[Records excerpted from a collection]
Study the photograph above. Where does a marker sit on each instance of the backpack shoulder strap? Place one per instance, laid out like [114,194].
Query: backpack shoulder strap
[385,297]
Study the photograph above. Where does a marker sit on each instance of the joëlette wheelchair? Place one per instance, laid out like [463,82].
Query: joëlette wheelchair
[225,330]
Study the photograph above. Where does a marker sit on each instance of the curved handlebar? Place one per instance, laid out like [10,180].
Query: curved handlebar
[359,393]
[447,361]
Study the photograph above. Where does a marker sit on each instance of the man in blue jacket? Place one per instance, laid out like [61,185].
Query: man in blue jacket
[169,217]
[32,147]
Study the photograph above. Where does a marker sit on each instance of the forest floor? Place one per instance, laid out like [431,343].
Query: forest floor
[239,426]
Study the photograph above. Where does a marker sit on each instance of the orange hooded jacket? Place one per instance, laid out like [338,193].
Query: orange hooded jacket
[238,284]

■ **Exercise prompt**: Your task is to reproduce all the data exactly as shown.

■ **Result**:
Study the photograph above. Where does a marker sit on each instance of the backpack shoulder strap? Place one per instance, laid out like [114,194].
Query: backpack shoulder strap
[385,297]
Study the photograph above. Where does a marker sit on each instance of the joëlette wheelchair? Place one per instance, laid out like [463,82].
Query: joëlette wheelchair
[225,330]
Study the photograph above. Where does a marker sit on each instance of the curved handlebar? Place one per instance, laid out like [10,180].
Query: curved handlebar
[359,393]
[447,361]
Study the photograph above. Where does a marker sit on each instance of the man in blue jacket? Place one per instance, laid out like [61,185].
Query: man in blue jacket
[169,217]
[32,147]
Study the photograph above. Where does a marker sit on each instance of the forest floor? Place one per instance, laid out like [431,343].
Query: forest floor
[239,426]
Study the photograph above. Where does a marker sit on each instance of the orange hooded jacket? Place one per instance, laid out like [338,193].
Query: orange hooded jacket
[238,284]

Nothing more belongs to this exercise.